(TEXT SECTION begins)
Ethan: I've always thought that a potential solution to our research problem would be to set up, and obviously the IRB would have problems with this, but to set up an online platform where anybody can do any type of simple experiment, as long as it's safe, right. And then you have evaluators that build credit over time that then look at the research and then you use that bank of publicly available, Internet available research to drive official studies. But, it would solve the blinding problem, similar to what you're talking about, to have the evaluators so [06:00] far removed from it.
Rif: It makes a difference, in both of these designs, the Demodex, or the TD, the removal of the time, because, as a researcher, I expect you to be sick when you 1st come into the study, and I expect there's a chance of improvement, I don't know what you're taking, but there's a chance of improvement, so, always, you get a dramatic decline between the baseline and the 1st evaluation, and that's actually based on our expectations. I'm a scientist, and I think I’m, you know, careful about all this stuff, but I have all of these prejudices. I try to do my best, but I still have that, so that's why everybody gets better when they go into a study. Everybody has expectations to be better. Maybe the patient reports that they're better. But everybody has expectations to be better, [07:00] whether there's a placebo control, doesn't matter.
Ethan: Yeah, or the opposite, if the patient expects to get worse, the expectation (Rif: Right) drives, it doesn’t just drive outcomes, if I'm speaking correctly, it drives actual neurotransmitter release. The more optimism you have, the more dopamine that, it was some study in Parkinson's and they use the DAT scan to look at how much dopamine transmission there was. They gave everybody the same active drug, but they told ½ of them that it was an inactive drug and told the other ½ that it was a dopamine-promoting drug, and they literally had significantly more dopamine release just because of the expectation. (It is interesting)
Ethan: Where does most of the lithium that we use now come from?
Rif: Most of lithium comes from old oceans. You can take new ocean water and distill it, but it's full of a lot [08:00] of other salts, but some places, particularly in the Andes, most of the Andes was actually underwater, and all of that stuff got raised up when the continental plates collided and the Andes are still being raised up. But, the Andes are full of essentially ocean bottoms, currently are the major source of lithium in the world. It doesn't really rain very much up there, so they get dehydrated, you can just go up and literally just harvest the salt.
(TEXT SECTION ends)
(RECORD EXCERPTS begins)
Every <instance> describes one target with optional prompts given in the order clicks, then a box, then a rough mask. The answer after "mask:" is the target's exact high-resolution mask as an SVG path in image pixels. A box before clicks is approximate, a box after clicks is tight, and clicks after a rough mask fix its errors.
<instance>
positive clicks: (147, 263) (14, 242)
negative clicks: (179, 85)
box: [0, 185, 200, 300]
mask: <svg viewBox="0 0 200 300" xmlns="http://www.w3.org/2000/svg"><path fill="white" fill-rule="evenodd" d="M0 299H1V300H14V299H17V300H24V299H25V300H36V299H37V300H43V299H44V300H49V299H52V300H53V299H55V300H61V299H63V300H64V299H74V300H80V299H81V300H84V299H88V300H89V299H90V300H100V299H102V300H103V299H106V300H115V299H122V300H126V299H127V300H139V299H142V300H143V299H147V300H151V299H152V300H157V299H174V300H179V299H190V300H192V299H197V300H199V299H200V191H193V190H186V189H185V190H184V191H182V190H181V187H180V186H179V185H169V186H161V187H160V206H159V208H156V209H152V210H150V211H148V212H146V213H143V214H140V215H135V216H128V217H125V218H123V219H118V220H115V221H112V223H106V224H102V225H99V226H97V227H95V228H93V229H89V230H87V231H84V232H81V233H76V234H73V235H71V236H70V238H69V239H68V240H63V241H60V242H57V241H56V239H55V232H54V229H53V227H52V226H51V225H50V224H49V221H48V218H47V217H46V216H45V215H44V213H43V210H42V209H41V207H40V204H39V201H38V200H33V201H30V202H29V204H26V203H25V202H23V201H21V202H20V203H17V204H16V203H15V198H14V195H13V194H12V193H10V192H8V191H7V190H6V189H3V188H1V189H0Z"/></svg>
(RECORD EXCERPTS ends)
* INSTRUCTIONS
(A) List every timestamp that appears in square brackets in the transcript.
(B) Render this sentence from the transcript in Spanish: "I'm a scientist, and I think I’m, you know, careful about all this stuff, but I have all of these prejudices."
These rows come from a different source than the transcript.

* RESULTS FOR THE EXERCISE
(A) [06:00], [07:00], [08:00]

(B) Soy científico y creo que soy, ya sabes, cuidadoso con todo esto, pero tengo todos estos prejuicios.